• _Aim of the exercise_: Reproduce the listing below in full, word for word, with every line and character unchanged.

** Start of Dataset **

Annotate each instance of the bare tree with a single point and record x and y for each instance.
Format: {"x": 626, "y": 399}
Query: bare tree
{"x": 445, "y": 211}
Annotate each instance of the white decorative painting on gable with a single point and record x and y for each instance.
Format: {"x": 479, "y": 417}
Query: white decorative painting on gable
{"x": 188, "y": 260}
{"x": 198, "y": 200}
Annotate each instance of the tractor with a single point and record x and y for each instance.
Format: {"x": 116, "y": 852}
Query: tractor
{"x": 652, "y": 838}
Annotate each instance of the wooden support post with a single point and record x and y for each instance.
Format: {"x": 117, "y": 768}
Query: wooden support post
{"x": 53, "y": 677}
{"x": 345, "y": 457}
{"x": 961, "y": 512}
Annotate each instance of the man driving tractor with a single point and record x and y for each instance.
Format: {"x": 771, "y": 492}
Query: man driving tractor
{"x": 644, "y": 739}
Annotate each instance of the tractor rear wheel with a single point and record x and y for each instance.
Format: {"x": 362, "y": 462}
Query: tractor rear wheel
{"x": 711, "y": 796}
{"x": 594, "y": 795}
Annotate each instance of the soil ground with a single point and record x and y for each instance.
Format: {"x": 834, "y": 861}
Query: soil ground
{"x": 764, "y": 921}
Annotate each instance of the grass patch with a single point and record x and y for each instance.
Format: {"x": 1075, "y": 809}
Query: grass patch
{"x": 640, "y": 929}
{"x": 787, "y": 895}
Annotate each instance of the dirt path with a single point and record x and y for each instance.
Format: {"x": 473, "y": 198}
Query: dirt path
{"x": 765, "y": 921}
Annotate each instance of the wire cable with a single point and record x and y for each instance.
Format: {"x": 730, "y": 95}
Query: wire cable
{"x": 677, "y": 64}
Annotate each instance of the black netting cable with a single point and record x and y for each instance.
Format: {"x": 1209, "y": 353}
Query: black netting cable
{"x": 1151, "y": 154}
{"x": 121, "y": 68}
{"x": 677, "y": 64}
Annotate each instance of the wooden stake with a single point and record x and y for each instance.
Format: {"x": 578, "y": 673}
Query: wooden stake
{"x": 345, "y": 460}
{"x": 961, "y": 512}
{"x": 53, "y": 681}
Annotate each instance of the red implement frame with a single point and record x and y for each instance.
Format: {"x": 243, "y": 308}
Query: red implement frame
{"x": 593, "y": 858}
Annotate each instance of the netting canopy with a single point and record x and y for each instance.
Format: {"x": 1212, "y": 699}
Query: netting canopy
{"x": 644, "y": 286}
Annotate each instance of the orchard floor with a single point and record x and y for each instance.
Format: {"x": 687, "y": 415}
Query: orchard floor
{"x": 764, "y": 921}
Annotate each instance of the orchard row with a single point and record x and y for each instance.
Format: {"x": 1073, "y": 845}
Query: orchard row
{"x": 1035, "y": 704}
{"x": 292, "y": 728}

** End of Dataset **

• _Reply to the exercise_:
Annotate each instance of the bare tree with a single point and record x and y for each instance.
Format: {"x": 626, "y": 399}
Query: bare tree
{"x": 445, "y": 211}
Annotate each instance of the white decorative painting on gable with a single point and record x and y for each instance.
Format: {"x": 479, "y": 417}
Query: white decorative painting on gable
{"x": 188, "y": 260}
{"x": 198, "y": 200}
Annotate each instance of the tractor with a single point and record x and y for each instance.
Format: {"x": 116, "y": 852}
Query: tractor
{"x": 652, "y": 838}
Annotate each instance of the wooden support post with a single point and record x and y for each instance.
Format: {"x": 117, "y": 768}
Query: wooden support post
{"x": 53, "y": 677}
{"x": 345, "y": 457}
{"x": 961, "y": 512}
Annotate each instance of the man driving tractor with a single point and record x and y for each instance.
Format: {"x": 771, "y": 492}
Query: man driving tractor
{"x": 644, "y": 739}
Annotate each instance of the tractor rear wheel with a single point and record x and y for each instance.
Format: {"x": 362, "y": 462}
Query: tractor rear wheel
{"x": 711, "y": 796}
{"x": 594, "y": 795}
Annotate each instance of the soil ground with a single point and record x and y for each instance.
Format: {"x": 834, "y": 861}
Query: soil ground
{"x": 764, "y": 921}
Annotate each instance of the grass patch with a single point and record x and y for each instance.
Format: {"x": 1075, "y": 809}
Query: grass patch
{"x": 640, "y": 929}
{"x": 787, "y": 895}
Annotate each instance of the dirt path with a single point and record x and y for each instance.
Format: {"x": 473, "y": 198}
Query: dirt path
{"x": 765, "y": 921}
Annotate each instance of the wire cable with a single point and record x and y for each instance.
Format: {"x": 730, "y": 95}
Query: wire cable
{"x": 677, "y": 64}
Annotate each instance of the black netting cable with a single point and record x and y for each instance.
Format: {"x": 1209, "y": 353}
Query: black netting cable
{"x": 1151, "y": 154}
{"x": 121, "y": 68}
{"x": 677, "y": 64}
Annotate each instance of the wooden stake with a single point and record x and y for each instance.
Format: {"x": 578, "y": 673}
Query: wooden stake
{"x": 345, "y": 460}
{"x": 961, "y": 512}
{"x": 53, "y": 681}
Annotate each instance of the red implement frame with a single point and record x and y for each instance.
Format: {"x": 243, "y": 308}
Query: red implement frame
{"x": 593, "y": 858}
Annotate each instance of the netting canopy with a single point and record x and y for each instance.
Format: {"x": 1212, "y": 699}
Query: netting canopy
{"x": 644, "y": 286}
Annotate each instance of the orchard floor with a single point and record x and y for each instance.
Format: {"x": 687, "y": 415}
Query: orchard floor
{"x": 764, "y": 921}
Annotate each instance of the orchard row with a single point and record x and y for each instance.
Format: {"x": 1073, "y": 845}
Query: orchard row
{"x": 1035, "y": 704}
{"x": 292, "y": 728}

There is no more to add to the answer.